State how many lines in the items below contain the string "target". Give only the number.
-- BEGIN Extracted records --
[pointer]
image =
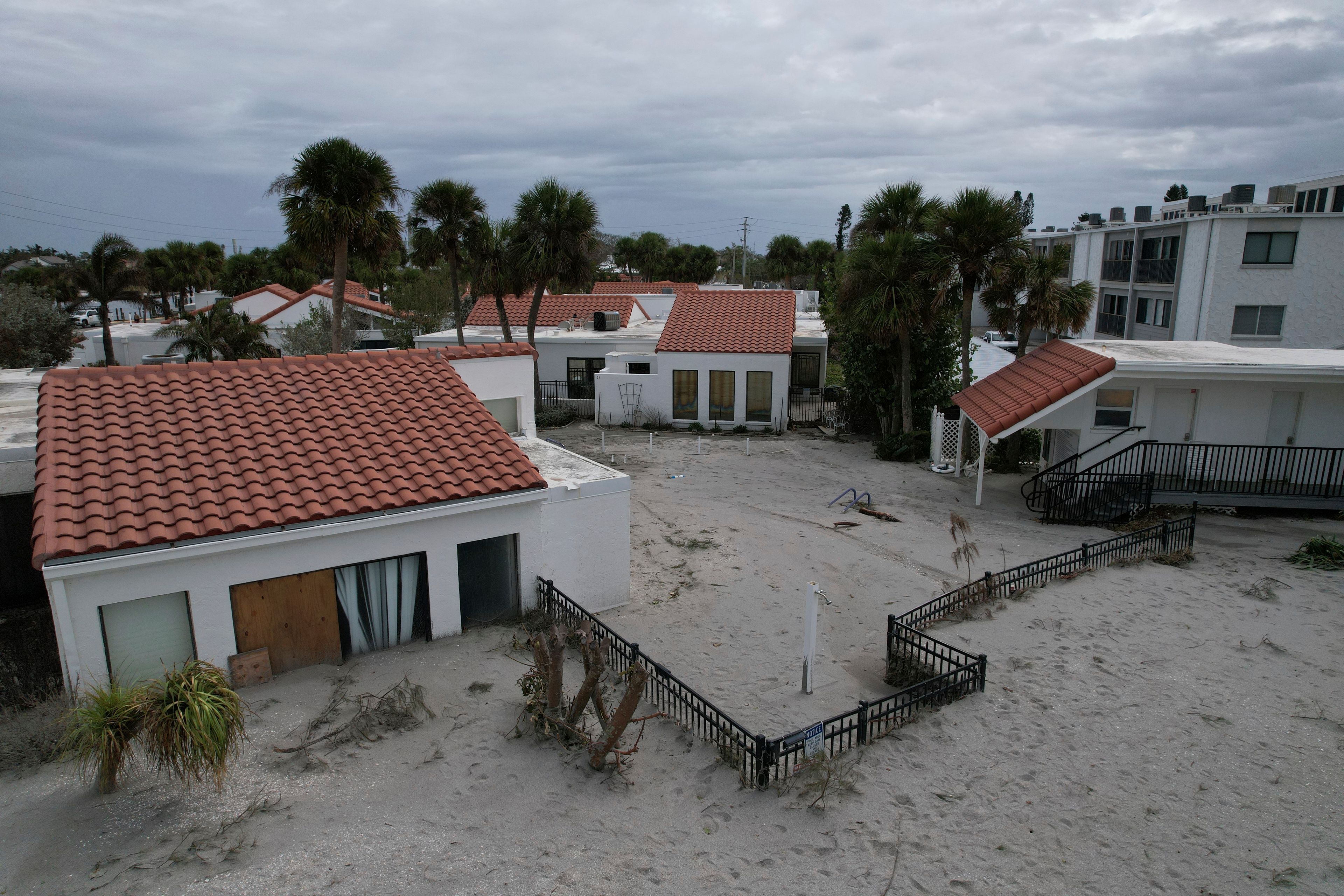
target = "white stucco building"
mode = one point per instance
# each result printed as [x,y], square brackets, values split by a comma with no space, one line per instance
-- END Extracted records --
-- BEGIN Extracted records --
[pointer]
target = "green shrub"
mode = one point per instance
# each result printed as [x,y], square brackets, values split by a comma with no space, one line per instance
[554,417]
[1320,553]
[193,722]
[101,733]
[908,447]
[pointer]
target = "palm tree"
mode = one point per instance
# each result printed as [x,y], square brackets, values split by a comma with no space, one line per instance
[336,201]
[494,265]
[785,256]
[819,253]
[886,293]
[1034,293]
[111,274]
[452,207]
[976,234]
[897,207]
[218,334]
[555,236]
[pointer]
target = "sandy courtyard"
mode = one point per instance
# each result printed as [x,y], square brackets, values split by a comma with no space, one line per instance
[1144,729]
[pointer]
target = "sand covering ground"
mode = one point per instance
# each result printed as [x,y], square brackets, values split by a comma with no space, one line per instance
-- END Extracted records --
-- BEGIN Extracted records --
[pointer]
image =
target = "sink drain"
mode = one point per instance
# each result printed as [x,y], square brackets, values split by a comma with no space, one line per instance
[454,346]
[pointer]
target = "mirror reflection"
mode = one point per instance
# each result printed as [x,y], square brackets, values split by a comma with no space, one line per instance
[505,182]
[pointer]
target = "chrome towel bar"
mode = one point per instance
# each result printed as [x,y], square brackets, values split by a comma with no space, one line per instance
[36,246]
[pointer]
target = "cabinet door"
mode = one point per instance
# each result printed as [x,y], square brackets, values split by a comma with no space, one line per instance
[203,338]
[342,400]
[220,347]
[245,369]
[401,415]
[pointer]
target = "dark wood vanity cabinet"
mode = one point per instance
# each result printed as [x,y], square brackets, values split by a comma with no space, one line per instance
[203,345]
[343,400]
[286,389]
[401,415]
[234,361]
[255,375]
-- END Extracted records --
(The answer):
10